> Input records:
_ _ _ _ _
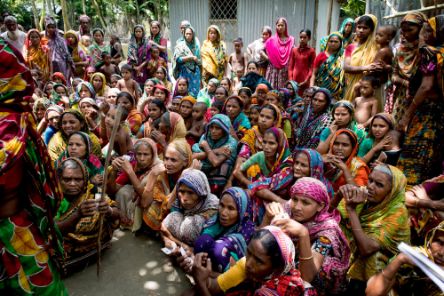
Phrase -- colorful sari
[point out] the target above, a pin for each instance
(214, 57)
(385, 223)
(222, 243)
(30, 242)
_ _ _ _ _
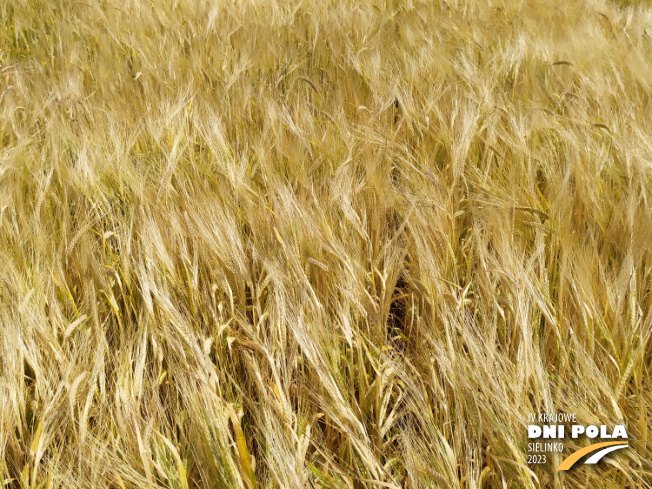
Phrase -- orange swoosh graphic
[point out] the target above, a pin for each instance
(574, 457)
_ _ _ _ _
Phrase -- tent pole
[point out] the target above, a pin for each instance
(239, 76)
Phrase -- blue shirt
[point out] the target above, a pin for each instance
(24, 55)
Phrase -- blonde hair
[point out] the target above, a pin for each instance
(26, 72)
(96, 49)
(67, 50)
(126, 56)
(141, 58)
_ _ _ _ _
> Exercise instructions: Count the lines in the records above that contain the string "Phrase". Reply with only that number.

> Solution to this exercise: 5